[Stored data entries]
-*-

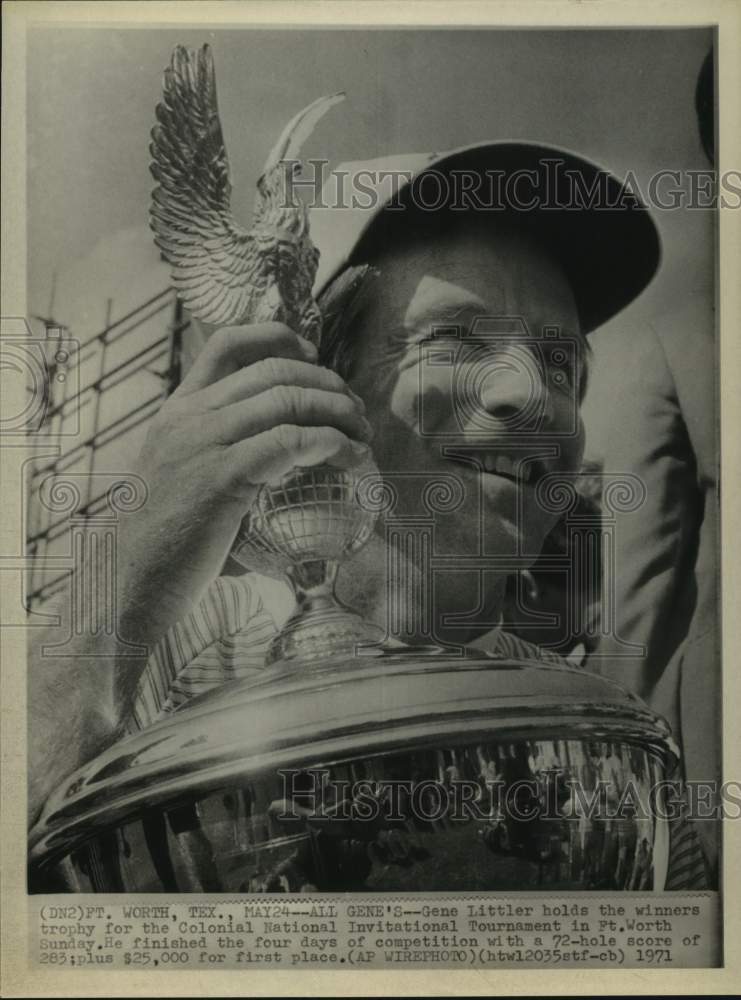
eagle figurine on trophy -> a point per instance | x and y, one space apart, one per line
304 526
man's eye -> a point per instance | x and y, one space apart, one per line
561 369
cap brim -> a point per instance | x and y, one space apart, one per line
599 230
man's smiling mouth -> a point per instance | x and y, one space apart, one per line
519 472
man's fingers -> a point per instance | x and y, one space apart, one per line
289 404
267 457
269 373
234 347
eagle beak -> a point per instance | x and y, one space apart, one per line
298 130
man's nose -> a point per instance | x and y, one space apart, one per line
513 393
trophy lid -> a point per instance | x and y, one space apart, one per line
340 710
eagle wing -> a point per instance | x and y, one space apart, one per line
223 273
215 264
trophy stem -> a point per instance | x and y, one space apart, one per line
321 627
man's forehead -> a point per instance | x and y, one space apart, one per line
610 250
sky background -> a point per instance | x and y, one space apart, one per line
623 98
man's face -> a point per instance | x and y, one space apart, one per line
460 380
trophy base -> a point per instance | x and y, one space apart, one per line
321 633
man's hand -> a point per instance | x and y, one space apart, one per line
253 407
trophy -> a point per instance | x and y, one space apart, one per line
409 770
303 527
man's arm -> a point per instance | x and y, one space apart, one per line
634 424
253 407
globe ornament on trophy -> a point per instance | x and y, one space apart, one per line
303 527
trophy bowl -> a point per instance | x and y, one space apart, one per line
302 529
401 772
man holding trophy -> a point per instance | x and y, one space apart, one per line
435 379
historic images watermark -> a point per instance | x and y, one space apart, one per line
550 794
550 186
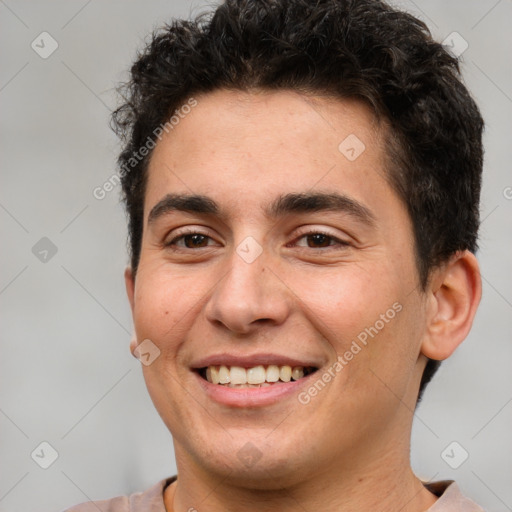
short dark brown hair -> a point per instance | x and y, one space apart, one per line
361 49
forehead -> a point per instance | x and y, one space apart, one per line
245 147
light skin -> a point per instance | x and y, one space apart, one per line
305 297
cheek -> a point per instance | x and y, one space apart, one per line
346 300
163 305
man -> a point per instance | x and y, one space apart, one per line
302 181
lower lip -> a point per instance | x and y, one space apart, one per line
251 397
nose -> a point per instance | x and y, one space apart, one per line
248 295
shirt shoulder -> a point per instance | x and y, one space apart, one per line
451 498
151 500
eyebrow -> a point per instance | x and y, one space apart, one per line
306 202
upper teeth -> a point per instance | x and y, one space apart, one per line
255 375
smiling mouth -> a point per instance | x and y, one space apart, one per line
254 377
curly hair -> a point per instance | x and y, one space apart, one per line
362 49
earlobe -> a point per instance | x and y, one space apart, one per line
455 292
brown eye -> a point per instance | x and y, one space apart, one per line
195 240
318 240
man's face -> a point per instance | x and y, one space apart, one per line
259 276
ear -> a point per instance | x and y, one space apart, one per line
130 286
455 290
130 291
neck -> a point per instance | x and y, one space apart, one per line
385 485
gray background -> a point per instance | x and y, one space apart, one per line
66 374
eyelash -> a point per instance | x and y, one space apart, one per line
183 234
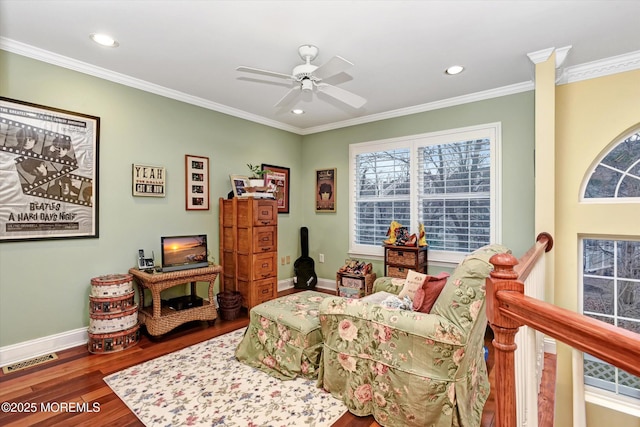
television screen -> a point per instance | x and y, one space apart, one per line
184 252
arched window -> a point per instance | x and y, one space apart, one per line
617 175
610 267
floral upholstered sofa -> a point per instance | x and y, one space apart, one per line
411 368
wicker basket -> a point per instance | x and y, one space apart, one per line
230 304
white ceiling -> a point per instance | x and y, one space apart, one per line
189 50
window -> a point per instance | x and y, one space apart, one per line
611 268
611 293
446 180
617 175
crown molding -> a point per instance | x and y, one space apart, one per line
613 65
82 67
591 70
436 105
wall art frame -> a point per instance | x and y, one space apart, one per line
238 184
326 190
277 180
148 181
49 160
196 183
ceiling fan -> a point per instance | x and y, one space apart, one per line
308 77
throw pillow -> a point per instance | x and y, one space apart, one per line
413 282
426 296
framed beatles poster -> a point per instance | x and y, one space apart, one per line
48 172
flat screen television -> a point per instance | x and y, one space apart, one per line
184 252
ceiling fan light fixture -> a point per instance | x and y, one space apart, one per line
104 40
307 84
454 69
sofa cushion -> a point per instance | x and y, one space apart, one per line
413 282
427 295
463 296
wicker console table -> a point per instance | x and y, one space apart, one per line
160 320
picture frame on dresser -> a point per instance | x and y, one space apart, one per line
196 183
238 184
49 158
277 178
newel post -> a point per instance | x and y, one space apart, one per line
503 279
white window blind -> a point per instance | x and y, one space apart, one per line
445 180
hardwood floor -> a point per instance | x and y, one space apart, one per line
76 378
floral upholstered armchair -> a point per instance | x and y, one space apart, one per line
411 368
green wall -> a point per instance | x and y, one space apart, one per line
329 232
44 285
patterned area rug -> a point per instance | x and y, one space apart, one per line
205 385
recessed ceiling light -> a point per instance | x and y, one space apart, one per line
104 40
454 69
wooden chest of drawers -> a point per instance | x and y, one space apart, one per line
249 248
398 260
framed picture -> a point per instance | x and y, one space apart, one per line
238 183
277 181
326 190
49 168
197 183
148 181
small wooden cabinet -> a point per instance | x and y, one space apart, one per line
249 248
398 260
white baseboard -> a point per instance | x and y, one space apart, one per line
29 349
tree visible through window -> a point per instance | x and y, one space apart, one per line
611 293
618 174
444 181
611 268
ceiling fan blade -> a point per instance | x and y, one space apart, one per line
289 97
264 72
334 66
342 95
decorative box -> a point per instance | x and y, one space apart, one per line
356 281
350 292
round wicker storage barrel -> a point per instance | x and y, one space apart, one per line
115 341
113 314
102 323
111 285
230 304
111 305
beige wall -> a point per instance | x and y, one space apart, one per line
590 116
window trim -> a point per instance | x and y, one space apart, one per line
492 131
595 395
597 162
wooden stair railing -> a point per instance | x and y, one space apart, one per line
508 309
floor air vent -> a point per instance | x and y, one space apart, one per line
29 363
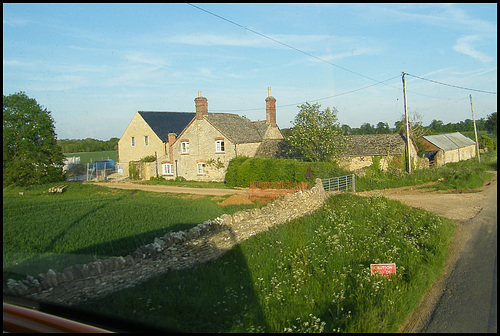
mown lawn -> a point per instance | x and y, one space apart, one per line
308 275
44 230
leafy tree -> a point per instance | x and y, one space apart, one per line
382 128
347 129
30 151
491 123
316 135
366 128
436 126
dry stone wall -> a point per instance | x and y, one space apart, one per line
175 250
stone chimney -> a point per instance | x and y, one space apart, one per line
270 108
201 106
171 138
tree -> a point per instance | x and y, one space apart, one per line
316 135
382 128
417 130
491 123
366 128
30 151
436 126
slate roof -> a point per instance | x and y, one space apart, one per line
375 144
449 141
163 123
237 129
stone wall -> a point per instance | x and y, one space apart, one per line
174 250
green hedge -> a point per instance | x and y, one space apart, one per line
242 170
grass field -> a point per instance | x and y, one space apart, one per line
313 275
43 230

-*-

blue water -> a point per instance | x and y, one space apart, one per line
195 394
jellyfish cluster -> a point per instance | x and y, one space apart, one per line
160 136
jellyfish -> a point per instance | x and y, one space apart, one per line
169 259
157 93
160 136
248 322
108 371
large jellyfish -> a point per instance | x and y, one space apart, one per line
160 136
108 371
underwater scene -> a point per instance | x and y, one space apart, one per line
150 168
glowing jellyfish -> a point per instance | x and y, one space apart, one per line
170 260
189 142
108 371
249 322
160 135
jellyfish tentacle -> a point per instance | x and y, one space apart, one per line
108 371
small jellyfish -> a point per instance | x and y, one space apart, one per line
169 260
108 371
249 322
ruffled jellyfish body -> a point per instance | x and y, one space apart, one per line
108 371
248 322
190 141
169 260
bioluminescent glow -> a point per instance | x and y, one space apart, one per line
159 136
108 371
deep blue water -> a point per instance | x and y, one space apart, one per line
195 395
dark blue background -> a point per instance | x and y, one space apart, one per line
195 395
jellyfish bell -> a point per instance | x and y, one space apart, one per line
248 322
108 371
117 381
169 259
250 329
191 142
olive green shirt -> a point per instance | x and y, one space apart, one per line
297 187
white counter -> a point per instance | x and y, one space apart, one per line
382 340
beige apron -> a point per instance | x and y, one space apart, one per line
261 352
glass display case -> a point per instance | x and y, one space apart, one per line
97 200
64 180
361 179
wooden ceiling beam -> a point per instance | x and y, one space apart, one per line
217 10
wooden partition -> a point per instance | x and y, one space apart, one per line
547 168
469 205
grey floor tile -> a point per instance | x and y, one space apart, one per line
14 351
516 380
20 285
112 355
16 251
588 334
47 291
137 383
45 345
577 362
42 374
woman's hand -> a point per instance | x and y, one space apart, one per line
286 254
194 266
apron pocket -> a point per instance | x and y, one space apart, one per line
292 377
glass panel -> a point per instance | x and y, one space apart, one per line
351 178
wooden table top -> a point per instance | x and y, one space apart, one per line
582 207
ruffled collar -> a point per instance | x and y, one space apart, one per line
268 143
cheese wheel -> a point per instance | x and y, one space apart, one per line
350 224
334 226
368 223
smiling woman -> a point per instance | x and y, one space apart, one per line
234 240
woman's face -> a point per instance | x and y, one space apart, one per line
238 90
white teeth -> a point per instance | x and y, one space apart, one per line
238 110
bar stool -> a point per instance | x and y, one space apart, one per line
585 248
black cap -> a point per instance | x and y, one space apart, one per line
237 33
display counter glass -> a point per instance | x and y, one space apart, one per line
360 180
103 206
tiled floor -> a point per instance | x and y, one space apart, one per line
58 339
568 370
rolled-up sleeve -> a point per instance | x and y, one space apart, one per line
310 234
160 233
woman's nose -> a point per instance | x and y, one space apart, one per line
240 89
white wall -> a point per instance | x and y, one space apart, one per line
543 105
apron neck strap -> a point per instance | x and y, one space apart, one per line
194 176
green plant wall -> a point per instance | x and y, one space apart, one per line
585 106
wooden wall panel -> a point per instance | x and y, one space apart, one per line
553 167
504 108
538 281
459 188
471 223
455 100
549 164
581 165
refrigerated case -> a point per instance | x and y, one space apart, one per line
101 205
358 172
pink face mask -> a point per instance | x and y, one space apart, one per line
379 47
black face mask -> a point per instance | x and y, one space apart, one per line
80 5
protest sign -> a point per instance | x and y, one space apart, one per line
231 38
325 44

-*-

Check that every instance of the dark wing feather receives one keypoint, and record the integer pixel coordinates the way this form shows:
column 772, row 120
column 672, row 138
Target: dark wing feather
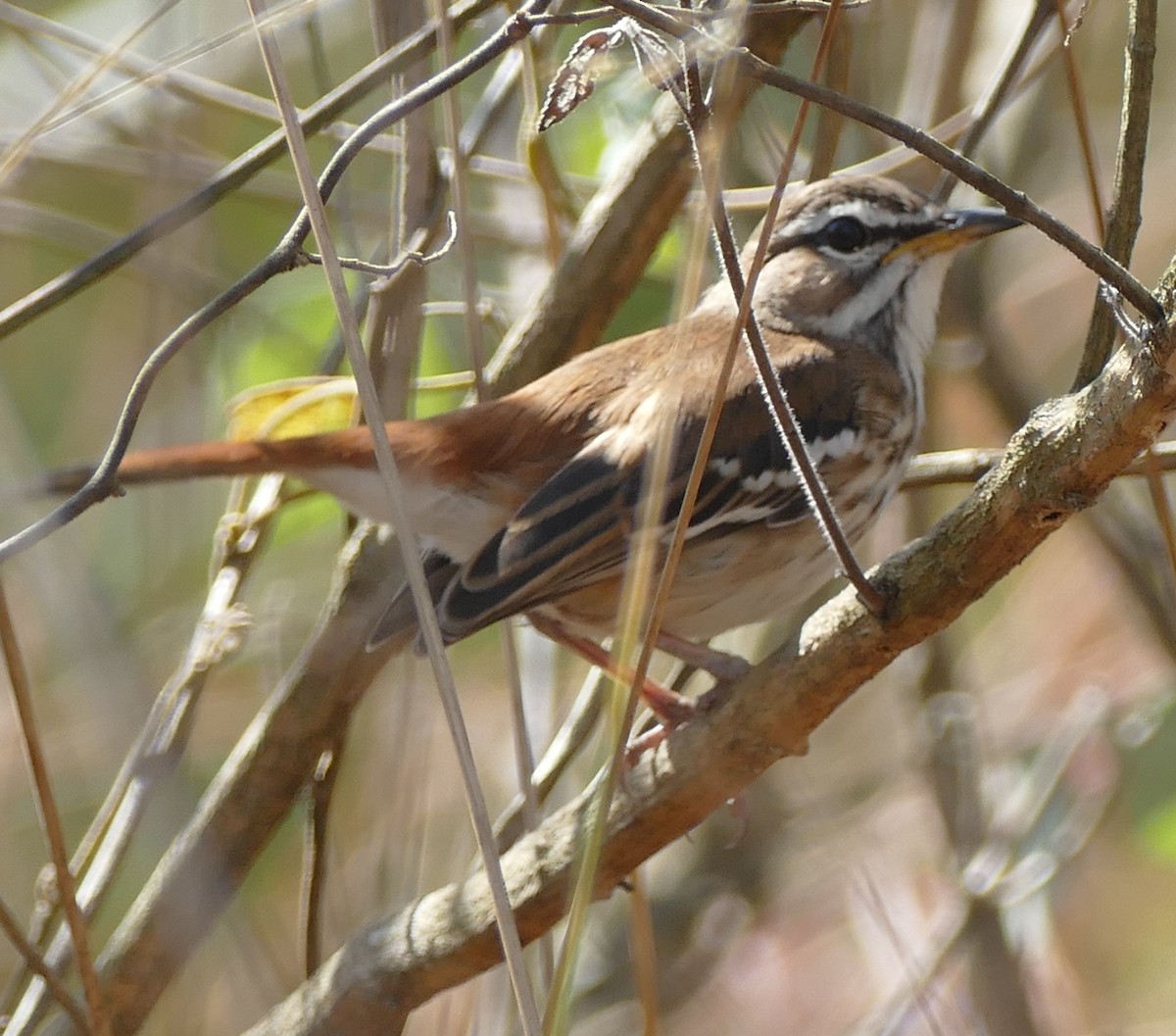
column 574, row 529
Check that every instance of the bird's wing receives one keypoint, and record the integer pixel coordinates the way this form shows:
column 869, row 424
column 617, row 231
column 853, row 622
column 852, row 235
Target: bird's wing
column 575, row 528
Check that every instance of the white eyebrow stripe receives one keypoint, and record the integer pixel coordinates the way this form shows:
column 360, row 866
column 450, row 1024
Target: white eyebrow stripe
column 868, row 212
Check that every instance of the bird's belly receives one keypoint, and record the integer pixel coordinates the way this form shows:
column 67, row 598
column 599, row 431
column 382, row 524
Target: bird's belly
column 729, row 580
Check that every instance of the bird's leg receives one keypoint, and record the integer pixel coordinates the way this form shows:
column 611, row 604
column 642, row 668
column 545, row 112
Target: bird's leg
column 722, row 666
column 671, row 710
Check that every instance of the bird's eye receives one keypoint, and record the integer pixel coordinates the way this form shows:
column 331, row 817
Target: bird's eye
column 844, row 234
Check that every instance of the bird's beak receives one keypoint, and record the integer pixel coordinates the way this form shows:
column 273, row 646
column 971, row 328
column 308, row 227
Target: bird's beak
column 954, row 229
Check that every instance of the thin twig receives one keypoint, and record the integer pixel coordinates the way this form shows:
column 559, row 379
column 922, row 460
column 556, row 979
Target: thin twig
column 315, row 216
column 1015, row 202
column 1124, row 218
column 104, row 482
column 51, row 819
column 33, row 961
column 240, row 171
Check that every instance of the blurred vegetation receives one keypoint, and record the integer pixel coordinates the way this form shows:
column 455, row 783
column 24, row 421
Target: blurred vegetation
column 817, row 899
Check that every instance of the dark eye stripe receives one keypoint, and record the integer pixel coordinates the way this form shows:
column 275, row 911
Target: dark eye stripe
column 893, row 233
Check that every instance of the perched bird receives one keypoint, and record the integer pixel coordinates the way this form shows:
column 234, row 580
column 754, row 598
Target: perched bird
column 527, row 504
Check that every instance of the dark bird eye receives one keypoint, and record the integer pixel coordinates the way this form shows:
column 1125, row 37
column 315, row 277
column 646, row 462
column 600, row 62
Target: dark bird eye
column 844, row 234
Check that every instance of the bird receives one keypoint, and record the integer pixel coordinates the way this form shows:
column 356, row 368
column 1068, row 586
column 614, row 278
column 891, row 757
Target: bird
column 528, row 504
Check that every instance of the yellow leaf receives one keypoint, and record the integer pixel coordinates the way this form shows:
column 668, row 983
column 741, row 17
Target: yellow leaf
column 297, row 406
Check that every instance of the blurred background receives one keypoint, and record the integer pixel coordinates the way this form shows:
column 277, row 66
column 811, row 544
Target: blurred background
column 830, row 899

-*-

* _What this task involves_: An exact, complete copy of the lines above from the one with "Check that every instance of the yellow" through the one with "column 811, row 544" is the whole answer.

* _Result for this task_:
Check that every instance of the yellow leaf receives one keypoint, and record the integer pixel coordinates the way this form shows:
column 668, row 983
column 741, row 17
Target: yellow leaf
column 297, row 406
Check that every instance of the blurred background receives one keypoint, and record the integer pixel coordinates the way this form shows:
column 277, row 66
column 811, row 544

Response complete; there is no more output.